(A run of records)
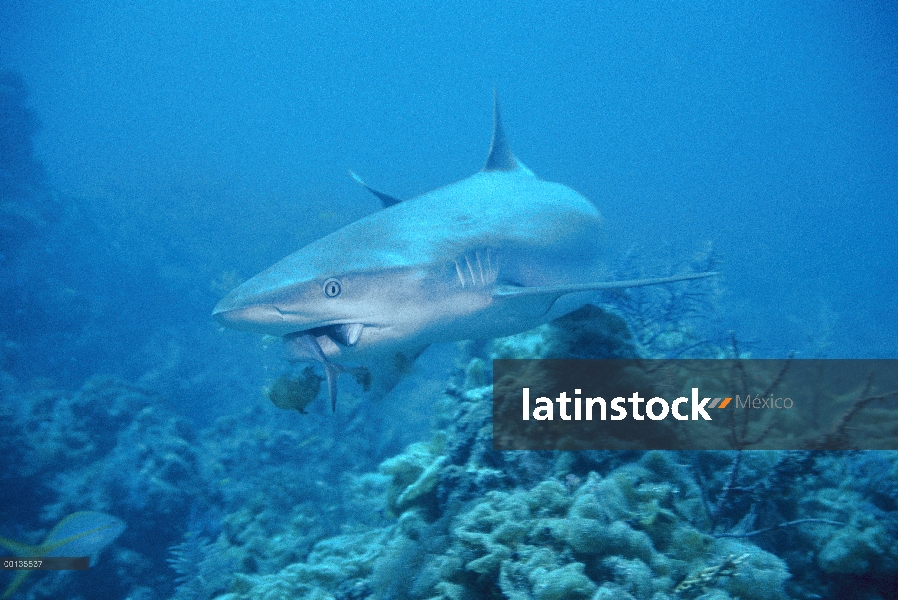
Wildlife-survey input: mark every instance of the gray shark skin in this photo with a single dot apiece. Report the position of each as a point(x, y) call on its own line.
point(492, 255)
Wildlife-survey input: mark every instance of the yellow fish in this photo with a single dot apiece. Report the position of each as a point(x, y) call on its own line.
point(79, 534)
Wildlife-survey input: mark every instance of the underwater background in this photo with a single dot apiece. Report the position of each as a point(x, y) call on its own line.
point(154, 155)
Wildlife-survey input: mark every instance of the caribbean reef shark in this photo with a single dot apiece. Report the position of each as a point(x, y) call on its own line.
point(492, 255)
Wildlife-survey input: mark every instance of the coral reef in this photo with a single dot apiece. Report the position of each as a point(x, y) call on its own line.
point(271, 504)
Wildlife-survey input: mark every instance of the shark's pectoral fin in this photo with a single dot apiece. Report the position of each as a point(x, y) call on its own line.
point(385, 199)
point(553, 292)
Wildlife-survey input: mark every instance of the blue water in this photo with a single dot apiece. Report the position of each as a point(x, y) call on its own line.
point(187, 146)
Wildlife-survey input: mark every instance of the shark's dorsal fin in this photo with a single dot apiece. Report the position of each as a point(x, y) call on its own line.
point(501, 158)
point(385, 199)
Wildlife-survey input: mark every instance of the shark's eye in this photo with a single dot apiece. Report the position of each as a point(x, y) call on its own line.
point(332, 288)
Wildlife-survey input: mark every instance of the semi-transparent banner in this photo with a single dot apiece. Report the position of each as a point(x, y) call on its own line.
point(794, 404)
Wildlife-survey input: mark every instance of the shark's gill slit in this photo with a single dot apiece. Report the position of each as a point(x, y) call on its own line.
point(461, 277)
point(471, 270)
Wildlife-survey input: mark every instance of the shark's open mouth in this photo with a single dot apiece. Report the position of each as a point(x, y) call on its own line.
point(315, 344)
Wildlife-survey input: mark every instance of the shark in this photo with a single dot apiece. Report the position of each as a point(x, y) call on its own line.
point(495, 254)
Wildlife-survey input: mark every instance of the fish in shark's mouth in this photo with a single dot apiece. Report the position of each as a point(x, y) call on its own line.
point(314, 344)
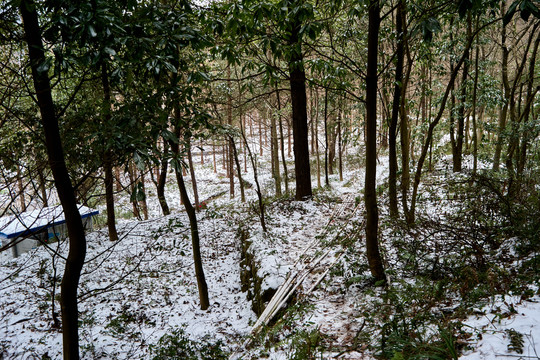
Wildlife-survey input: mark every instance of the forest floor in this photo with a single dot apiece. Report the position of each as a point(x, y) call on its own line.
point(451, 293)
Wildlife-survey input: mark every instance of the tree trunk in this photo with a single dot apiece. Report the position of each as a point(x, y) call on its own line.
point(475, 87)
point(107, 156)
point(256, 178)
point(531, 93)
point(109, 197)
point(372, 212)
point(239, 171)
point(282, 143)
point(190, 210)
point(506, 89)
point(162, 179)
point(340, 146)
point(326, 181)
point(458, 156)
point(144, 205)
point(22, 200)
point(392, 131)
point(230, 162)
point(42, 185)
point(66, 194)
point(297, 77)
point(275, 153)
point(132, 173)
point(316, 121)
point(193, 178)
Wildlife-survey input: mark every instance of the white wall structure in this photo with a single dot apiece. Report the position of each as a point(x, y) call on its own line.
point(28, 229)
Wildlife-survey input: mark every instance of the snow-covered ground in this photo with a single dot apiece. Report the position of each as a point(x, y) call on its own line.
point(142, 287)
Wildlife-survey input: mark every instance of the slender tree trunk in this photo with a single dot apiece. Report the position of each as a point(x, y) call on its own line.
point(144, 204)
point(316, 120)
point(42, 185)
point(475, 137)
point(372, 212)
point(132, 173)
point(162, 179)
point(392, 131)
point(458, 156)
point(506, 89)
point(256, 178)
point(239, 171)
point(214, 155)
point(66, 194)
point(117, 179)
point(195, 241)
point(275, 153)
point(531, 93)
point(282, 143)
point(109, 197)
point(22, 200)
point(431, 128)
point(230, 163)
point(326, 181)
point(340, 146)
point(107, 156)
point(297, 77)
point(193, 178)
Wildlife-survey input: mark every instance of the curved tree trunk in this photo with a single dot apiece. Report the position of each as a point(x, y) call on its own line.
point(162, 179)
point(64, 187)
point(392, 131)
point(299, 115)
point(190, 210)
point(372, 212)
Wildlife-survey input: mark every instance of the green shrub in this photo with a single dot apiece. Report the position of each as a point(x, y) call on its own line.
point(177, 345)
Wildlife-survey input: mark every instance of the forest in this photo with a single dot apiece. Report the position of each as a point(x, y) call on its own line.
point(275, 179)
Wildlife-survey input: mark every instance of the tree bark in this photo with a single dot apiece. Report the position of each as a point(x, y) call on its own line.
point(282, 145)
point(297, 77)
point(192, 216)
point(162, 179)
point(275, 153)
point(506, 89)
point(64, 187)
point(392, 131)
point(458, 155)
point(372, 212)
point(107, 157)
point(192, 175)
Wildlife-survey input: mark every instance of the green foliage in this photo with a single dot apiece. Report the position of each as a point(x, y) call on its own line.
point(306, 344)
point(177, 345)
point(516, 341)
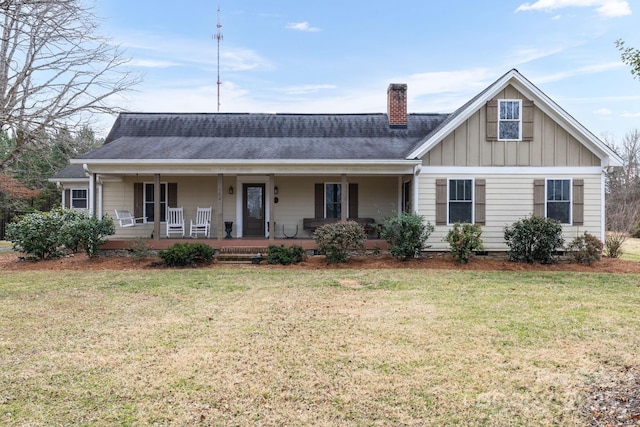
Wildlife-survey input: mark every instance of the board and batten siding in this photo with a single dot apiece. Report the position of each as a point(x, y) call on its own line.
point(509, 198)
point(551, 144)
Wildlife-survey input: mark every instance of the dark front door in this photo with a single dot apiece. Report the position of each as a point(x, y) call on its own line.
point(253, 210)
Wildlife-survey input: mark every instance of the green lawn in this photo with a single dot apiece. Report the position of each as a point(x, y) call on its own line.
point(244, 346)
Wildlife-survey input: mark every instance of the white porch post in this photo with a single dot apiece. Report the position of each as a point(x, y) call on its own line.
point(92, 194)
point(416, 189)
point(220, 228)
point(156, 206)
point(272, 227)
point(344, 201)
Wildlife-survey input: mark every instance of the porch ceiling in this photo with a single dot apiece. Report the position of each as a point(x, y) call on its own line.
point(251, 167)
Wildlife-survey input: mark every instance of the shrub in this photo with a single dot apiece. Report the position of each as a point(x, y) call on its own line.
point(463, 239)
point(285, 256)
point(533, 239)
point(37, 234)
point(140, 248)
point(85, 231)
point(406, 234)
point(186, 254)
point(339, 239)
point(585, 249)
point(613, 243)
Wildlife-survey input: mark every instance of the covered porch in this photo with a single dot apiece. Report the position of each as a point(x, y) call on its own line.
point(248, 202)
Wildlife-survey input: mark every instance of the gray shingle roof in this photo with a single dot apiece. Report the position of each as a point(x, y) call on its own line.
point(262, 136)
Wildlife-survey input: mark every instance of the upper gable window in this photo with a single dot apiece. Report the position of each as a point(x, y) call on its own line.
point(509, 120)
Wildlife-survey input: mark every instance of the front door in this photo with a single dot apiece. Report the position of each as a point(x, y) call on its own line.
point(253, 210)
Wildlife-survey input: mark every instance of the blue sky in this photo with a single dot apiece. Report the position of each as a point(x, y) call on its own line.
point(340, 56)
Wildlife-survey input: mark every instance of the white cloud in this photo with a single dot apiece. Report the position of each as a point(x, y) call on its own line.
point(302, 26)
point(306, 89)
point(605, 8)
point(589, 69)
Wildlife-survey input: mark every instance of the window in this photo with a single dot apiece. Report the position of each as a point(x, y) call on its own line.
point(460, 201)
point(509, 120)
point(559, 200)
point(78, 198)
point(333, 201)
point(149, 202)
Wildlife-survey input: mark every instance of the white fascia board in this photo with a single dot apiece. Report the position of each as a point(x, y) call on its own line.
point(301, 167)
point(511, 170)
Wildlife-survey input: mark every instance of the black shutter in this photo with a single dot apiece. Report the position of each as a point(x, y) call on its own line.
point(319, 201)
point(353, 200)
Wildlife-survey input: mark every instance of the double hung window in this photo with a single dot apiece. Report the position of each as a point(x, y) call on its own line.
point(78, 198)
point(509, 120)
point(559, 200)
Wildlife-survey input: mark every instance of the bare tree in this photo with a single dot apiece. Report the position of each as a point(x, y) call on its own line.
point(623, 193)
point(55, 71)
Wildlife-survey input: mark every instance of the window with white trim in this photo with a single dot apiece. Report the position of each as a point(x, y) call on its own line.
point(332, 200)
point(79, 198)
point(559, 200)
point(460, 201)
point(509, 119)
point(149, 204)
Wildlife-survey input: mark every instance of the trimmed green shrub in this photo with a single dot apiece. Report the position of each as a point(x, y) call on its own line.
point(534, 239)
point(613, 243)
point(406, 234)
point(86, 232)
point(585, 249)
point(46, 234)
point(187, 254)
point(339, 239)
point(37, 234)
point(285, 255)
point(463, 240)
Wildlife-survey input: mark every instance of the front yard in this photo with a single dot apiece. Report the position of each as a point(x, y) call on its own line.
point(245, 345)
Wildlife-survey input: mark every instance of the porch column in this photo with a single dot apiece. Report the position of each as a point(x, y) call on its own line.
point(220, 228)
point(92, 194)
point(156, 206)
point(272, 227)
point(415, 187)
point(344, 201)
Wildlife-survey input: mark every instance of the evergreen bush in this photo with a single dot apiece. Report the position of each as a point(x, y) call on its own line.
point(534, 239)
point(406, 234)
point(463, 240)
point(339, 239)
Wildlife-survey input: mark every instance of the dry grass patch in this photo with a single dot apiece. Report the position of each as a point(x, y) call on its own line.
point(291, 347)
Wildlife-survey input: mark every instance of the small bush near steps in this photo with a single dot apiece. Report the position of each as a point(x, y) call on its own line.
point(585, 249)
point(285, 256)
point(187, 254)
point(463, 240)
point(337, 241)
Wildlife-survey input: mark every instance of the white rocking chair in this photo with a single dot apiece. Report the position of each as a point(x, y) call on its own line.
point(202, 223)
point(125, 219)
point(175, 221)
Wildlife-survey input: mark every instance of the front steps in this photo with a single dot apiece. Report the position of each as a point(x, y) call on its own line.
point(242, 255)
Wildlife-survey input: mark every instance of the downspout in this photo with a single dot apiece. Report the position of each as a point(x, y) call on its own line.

» WHAT IS BEING ASKED
Give again only the lines of the material above that run from the one with "Wildlife-survey input: mark every instance of the window with" through the end, both included, exactly as they appear.

» RESPONSE TO THE TASK
Wildlife-survey input: mark every instance of the window with white trim in this photo with a single dot apiece. Report the position of each as a point(x, y) call on its own line.
point(332, 200)
point(79, 198)
point(559, 200)
point(460, 201)
point(509, 119)
point(149, 204)
Wildlife-survey input: mark every instance of the trimmed green shrub in this photo with a single dot apiece. Report the position of each as a point(x, y) call on its own line.
point(534, 239)
point(613, 243)
point(406, 234)
point(86, 232)
point(585, 249)
point(46, 234)
point(187, 254)
point(339, 239)
point(37, 234)
point(285, 255)
point(463, 240)
Wildlife-survey input: mark every instance of the front yard in this photo with a single dot apiece. Report the position of each as a point(x, y) call on its own line.
point(245, 345)
Wildlife-survey input: mark every instance of the porch column in this photo with a single dot apiece. Report the position of each as a point(x, y) call on its own line.
point(220, 228)
point(92, 194)
point(156, 206)
point(272, 227)
point(415, 187)
point(344, 201)
Wildlife-survey input: mark every instance of the evergreen bush in this photo with a single dot apiece. Report the position of each as a point(x, y) call on its own line.
point(534, 239)
point(406, 234)
point(463, 240)
point(339, 239)
Wildlife-survey input: mark every instance of the dry grass patch in this photo with a single dot apiece. Report the position of each as a point(x, y) call on its own line.
point(291, 347)
Wildlife-survey input: mark every instance of the small bush near steps in this photo with a single dot apiece. Report the position of each as a point(x, y) call on its own line.
point(585, 249)
point(285, 256)
point(187, 254)
point(463, 240)
point(337, 241)
Wildlife-survey input: mark every instance of the white rocking chair in this photo with a single dot apiece. Report the position of each as a point(x, y) call on its own line.
point(202, 223)
point(125, 219)
point(175, 221)
Wildlife-survey input: mark every instance of the front steps in this photo with a single dot apiece. Report the position of each as a point(x, y) call on its own line.
point(242, 255)
Wildlife-survey input: mark every instance of the downspout in this photo with a single dot apiece. Report the position of each as a point(x, y) call on its own line.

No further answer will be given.